▶ _THE PROBLEM_
Check each line of the listing below for the string "shoulder", and give only how many lines hold it.

* * *

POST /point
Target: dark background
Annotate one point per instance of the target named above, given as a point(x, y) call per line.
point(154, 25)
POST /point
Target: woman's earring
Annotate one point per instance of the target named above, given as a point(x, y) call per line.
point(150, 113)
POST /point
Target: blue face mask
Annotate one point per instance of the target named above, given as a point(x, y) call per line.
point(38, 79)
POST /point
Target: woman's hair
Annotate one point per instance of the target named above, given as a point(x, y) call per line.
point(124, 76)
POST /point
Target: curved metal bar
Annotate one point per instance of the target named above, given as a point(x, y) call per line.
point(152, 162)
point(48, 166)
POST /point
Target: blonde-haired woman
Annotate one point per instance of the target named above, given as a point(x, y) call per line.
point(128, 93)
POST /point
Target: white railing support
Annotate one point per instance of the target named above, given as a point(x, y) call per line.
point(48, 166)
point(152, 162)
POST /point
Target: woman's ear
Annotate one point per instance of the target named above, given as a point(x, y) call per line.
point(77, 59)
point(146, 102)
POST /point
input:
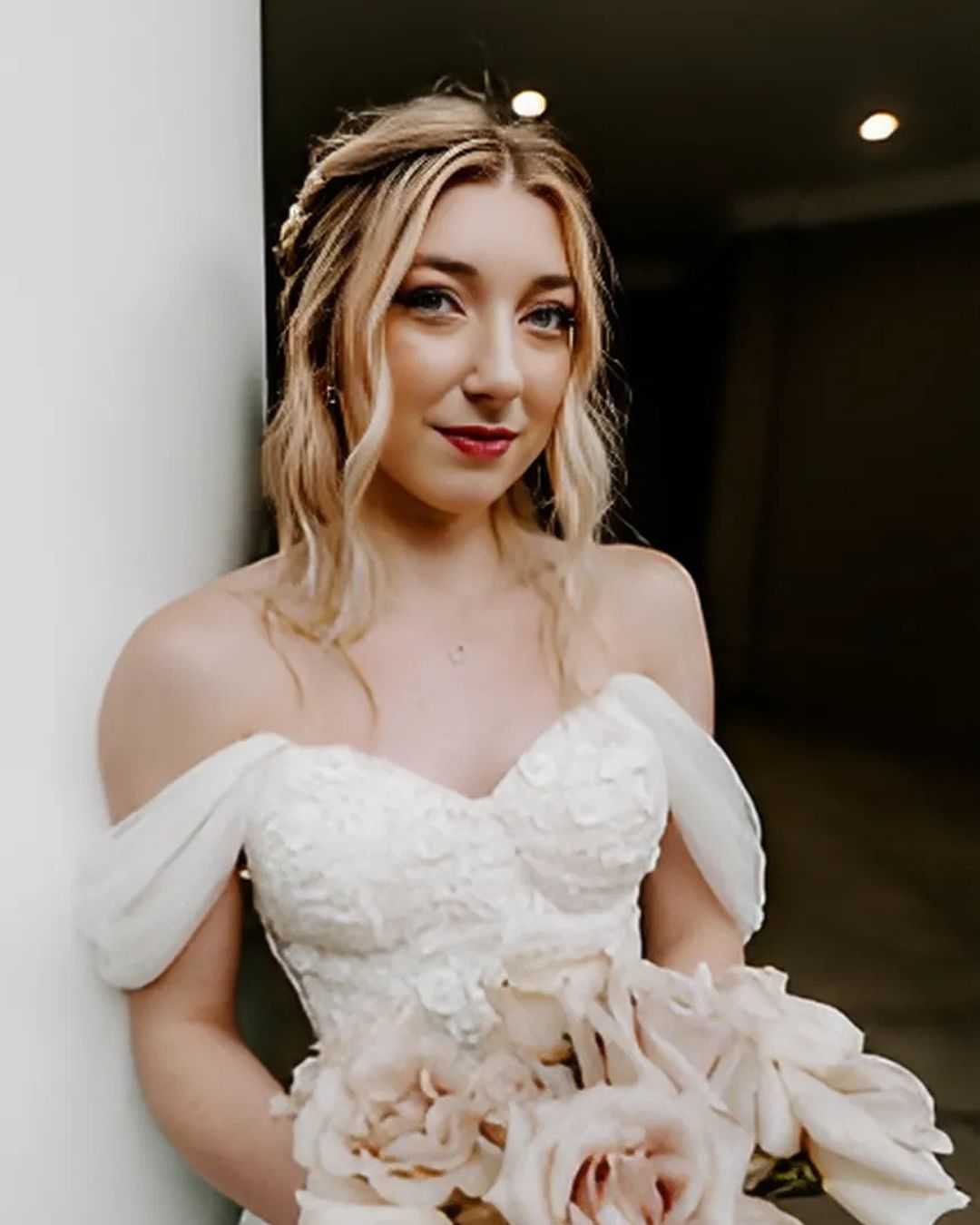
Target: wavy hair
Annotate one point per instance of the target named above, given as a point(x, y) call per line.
point(342, 252)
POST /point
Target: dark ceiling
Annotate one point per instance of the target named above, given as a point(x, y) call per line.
point(679, 109)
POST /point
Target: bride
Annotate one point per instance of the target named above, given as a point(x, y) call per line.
point(444, 718)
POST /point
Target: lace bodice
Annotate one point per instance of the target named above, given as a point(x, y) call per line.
point(377, 885)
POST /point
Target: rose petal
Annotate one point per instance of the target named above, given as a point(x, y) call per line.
point(876, 1200)
point(838, 1126)
point(315, 1211)
point(777, 1129)
point(753, 1210)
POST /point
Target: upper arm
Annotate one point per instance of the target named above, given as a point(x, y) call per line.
point(165, 708)
point(679, 908)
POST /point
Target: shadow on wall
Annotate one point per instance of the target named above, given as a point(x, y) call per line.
point(805, 438)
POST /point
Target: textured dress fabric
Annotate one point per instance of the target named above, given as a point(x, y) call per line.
point(377, 886)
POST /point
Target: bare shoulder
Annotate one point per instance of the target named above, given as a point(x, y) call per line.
point(653, 609)
point(184, 686)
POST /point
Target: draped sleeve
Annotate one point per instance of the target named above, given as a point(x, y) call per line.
point(708, 801)
point(144, 885)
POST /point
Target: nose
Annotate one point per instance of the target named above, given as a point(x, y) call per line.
point(495, 377)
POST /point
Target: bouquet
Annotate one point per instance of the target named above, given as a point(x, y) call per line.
point(614, 1092)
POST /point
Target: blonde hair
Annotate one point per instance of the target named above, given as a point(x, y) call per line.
point(343, 250)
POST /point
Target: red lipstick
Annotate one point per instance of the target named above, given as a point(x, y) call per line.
point(480, 441)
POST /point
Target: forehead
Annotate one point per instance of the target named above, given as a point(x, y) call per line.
point(495, 224)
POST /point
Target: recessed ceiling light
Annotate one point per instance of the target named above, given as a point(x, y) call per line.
point(878, 126)
point(529, 104)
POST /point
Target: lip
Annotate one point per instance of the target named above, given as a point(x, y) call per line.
point(489, 433)
point(480, 443)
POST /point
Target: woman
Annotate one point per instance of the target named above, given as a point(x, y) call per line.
point(444, 718)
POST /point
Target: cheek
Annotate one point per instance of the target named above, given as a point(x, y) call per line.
point(546, 382)
point(422, 367)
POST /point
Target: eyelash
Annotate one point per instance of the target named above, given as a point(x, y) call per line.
point(416, 299)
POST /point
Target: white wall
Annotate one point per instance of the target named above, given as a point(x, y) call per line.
point(132, 333)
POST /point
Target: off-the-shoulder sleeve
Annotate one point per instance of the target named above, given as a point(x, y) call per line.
point(144, 885)
point(710, 802)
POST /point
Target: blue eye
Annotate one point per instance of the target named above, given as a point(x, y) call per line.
point(426, 299)
point(554, 318)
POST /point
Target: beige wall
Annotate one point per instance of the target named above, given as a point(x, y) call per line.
point(132, 325)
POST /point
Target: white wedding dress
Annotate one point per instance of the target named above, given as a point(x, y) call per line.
point(377, 886)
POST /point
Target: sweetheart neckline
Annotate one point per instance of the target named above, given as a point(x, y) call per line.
point(339, 746)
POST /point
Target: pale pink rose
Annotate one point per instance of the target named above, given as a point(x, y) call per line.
point(541, 1001)
point(793, 1072)
point(396, 1122)
point(623, 1153)
point(863, 1155)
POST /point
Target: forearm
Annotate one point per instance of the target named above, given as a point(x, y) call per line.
point(210, 1095)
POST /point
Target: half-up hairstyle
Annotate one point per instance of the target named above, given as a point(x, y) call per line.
point(343, 251)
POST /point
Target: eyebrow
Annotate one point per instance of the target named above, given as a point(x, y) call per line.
point(459, 269)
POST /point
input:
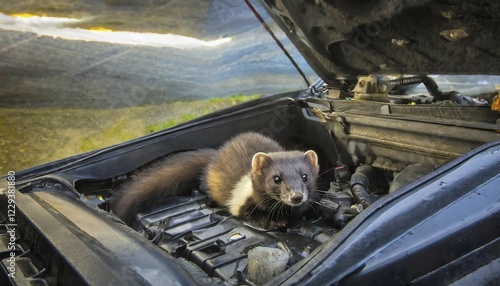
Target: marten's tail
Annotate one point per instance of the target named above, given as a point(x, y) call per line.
point(172, 176)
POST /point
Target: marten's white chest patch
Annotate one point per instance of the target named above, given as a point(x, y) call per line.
point(240, 194)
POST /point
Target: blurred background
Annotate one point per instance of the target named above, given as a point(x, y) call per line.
point(81, 75)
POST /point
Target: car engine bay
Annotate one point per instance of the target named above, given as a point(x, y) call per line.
point(376, 148)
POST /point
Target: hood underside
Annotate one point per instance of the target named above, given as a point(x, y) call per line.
point(343, 39)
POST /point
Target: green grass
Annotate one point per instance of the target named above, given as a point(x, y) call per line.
point(212, 105)
point(33, 136)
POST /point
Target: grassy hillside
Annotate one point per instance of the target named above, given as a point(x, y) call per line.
point(38, 135)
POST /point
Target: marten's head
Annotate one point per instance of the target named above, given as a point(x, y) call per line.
point(289, 177)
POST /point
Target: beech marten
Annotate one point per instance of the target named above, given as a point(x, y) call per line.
point(251, 175)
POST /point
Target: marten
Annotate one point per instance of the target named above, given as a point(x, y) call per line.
point(251, 175)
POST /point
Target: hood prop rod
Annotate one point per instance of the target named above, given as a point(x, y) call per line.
point(261, 20)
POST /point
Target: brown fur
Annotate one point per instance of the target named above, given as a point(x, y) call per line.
point(169, 177)
point(248, 154)
point(233, 162)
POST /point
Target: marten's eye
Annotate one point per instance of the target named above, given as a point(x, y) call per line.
point(277, 180)
point(304, 178)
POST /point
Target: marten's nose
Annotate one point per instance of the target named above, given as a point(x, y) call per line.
point(296, 198)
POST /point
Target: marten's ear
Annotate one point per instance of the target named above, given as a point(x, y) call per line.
point(259, 161)
point(312, 157)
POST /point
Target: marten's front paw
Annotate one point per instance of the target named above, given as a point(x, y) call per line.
point(277, 224)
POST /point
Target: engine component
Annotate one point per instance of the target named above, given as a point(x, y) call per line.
point(360, 182)
point(372, 88)
point(265, 263)
point(409, 174)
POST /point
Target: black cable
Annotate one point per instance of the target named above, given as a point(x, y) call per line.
point(261, 20)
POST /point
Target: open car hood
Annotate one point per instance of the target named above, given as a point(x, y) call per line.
point(343, 39)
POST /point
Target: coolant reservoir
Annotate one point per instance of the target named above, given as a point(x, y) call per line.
point(265, 263)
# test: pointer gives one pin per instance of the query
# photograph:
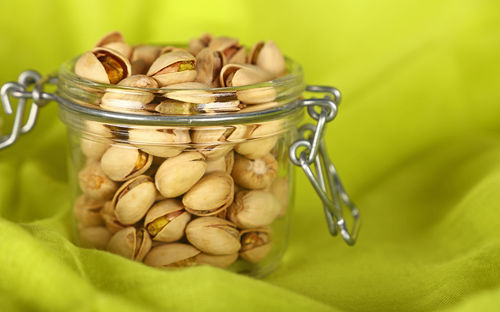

* * *

▶ _SOLUTION TO THIS PROBLEM_
2